• **AIM OF THE EXERCISE**
Lines with "rough": state how many there are in the records below, and nothing else.

Stored data

◇ ◇ ◇ ◇

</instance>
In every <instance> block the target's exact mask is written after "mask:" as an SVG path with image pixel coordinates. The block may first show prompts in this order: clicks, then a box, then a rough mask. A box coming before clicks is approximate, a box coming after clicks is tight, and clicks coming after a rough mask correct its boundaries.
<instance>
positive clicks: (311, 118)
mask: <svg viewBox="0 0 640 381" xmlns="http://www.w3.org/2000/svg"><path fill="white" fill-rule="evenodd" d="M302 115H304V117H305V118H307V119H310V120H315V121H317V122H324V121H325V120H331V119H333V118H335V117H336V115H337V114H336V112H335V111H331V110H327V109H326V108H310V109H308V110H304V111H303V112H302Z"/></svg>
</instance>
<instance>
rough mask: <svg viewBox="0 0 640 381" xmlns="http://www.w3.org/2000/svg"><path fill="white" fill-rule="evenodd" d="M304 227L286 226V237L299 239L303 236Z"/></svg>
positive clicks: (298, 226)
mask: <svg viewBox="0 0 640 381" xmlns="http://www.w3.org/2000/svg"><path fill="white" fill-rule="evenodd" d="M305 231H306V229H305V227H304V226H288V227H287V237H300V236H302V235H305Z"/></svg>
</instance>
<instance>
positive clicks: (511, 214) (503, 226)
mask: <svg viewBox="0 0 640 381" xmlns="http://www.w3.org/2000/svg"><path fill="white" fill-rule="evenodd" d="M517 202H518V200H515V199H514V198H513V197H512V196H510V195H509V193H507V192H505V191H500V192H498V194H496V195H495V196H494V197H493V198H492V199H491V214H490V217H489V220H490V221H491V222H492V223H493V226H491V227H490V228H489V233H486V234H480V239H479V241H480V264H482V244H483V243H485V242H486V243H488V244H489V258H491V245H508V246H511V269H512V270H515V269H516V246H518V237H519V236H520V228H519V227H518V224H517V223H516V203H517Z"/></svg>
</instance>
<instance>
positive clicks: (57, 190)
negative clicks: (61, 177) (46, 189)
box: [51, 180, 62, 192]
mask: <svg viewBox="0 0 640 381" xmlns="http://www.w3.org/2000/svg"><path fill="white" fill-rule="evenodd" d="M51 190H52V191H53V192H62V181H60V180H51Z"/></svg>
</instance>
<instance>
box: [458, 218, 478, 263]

◇ ◇ ◇ ◇

• **RESPONSE AREA**
2